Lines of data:
↓↓↓
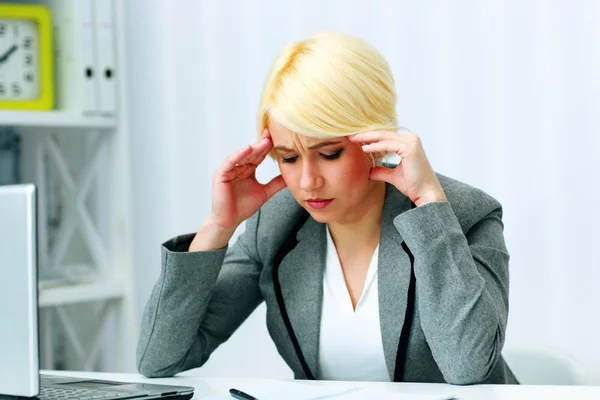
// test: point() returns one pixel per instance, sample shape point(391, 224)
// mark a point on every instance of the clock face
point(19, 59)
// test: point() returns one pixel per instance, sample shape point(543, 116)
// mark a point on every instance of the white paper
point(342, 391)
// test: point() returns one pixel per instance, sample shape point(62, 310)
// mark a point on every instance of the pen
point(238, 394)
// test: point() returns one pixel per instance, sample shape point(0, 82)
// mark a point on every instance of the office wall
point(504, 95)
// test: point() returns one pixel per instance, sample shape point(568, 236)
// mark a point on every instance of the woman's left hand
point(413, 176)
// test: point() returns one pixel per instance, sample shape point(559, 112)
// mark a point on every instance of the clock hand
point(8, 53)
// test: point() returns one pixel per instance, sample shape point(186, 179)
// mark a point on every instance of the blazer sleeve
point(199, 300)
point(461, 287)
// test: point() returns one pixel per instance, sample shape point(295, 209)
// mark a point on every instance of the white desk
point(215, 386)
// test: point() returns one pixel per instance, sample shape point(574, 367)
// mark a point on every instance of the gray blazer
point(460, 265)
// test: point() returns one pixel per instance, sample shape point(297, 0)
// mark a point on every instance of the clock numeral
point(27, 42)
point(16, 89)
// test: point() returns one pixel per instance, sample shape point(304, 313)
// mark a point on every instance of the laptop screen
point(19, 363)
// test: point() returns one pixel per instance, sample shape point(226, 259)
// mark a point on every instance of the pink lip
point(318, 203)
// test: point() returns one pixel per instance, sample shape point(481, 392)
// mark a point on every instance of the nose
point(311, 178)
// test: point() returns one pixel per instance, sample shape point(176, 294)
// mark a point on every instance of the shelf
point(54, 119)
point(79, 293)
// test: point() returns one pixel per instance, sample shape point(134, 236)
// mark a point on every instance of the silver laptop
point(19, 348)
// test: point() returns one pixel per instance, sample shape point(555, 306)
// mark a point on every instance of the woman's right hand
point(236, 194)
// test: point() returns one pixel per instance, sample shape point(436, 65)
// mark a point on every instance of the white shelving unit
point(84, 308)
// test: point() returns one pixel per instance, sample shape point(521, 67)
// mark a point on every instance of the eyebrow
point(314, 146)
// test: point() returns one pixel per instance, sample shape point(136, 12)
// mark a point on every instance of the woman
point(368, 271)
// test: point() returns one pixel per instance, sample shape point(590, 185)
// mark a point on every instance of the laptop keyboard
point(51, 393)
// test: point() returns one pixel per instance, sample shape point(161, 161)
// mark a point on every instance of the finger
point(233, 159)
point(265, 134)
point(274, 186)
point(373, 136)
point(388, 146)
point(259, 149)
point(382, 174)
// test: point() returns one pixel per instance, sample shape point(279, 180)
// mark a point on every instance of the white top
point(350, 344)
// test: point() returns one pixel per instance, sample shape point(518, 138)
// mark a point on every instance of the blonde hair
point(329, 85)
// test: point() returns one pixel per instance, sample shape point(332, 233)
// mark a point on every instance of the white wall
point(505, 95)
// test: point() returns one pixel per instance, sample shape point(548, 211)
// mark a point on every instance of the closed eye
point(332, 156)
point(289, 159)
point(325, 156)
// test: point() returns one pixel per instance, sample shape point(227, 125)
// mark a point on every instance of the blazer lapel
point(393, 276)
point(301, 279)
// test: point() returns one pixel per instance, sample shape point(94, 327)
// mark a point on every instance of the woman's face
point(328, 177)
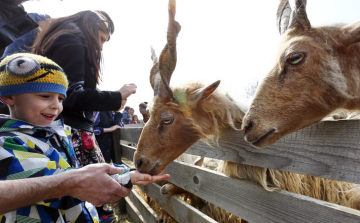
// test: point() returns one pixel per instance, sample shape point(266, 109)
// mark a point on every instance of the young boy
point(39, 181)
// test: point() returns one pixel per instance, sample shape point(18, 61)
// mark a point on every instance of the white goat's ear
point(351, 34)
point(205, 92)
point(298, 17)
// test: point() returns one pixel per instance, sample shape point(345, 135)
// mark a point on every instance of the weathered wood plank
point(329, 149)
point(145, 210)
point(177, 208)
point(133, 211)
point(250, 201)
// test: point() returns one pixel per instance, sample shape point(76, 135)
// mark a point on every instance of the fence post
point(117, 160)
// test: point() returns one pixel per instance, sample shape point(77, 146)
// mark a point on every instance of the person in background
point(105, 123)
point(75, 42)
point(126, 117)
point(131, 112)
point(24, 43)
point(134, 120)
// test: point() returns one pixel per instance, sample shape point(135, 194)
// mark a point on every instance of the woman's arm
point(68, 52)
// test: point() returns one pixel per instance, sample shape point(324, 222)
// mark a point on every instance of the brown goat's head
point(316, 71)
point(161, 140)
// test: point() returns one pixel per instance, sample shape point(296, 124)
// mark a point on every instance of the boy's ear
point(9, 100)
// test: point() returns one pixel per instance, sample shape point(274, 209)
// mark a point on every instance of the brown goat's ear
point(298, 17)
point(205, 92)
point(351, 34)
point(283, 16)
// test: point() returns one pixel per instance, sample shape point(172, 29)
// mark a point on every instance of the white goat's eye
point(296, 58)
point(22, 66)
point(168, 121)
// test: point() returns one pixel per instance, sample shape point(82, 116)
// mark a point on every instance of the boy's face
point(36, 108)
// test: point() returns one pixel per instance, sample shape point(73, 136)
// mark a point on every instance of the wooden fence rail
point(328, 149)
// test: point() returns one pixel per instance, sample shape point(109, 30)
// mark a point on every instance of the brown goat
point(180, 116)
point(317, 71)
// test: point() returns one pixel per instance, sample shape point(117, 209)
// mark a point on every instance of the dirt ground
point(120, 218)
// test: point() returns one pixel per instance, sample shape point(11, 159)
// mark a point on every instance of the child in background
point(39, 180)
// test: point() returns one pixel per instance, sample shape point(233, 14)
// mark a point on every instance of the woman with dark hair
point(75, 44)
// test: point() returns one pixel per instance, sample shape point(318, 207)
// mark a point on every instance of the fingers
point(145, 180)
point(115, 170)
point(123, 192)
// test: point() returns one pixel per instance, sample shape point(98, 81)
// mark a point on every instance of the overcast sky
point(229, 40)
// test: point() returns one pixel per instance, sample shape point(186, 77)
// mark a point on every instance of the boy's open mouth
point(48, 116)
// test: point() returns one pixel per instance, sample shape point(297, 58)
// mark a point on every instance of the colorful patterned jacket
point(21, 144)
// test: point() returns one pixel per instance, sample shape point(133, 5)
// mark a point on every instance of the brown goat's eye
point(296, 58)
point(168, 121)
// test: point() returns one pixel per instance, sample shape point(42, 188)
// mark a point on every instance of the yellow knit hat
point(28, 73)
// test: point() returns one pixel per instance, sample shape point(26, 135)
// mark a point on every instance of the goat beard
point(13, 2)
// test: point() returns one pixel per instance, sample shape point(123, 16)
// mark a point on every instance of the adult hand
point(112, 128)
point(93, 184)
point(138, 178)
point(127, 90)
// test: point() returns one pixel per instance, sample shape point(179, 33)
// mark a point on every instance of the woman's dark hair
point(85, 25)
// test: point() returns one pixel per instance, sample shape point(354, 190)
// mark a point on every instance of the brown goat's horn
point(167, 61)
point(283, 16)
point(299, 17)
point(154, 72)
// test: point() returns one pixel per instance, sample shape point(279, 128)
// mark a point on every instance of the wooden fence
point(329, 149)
↑↑↑
↓↓↓
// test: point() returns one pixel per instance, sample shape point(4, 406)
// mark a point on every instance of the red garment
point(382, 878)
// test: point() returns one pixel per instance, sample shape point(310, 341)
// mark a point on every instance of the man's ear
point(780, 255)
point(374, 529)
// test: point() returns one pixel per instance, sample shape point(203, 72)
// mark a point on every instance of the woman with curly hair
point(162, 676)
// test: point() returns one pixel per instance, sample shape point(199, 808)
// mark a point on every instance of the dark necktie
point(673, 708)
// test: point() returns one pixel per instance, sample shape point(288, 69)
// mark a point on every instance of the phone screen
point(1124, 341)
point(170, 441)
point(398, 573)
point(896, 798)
↑↑↑
↓↓↓
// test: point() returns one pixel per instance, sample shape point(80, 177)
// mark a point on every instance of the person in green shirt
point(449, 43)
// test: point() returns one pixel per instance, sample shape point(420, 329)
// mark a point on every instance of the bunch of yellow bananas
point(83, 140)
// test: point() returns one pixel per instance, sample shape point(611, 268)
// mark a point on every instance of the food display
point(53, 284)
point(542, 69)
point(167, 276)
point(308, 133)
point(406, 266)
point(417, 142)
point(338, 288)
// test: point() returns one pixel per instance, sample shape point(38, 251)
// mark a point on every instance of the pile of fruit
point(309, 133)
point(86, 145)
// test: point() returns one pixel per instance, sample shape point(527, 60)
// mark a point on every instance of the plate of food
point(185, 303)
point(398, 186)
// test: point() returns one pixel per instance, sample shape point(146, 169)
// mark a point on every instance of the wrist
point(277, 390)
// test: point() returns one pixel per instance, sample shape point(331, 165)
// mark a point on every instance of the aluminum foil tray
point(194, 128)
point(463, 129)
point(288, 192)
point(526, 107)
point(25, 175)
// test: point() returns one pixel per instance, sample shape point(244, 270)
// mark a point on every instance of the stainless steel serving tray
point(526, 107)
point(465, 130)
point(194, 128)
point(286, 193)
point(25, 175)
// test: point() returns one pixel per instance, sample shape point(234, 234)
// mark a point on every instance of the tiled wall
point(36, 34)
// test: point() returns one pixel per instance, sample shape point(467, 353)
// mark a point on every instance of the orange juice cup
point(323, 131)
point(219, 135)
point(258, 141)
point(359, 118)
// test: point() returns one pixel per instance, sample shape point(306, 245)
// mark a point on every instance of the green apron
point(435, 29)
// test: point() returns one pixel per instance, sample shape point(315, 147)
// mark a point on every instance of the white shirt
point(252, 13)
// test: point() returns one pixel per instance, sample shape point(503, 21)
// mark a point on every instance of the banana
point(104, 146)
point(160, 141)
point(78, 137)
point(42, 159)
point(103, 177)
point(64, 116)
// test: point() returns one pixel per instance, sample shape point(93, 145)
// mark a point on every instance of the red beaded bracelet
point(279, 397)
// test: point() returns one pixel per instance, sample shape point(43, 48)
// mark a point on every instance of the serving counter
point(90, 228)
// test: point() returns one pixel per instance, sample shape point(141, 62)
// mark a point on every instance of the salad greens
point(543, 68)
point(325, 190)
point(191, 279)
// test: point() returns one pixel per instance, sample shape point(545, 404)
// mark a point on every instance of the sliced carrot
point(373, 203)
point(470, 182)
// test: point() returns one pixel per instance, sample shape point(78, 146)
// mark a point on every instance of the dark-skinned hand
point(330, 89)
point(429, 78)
↑↑↑
WHAT THE EXERCISE ASKS >> Render the data from the line with "shape point(548, 211)" up to and including the line with "point(325, 156)" as a two-column CSV with the columns request and answer. Give one row per request, put each value in a single quoted field, and turn any line breaks into spaces.

RESULT OF THE EXERCISE >>
request,answer
"// test: point() returns one pixel per instance, sample shape point(548, 211) // mark a point on every instance of the closed eye","point(332, 156) point(289, 159) point(325, 156)"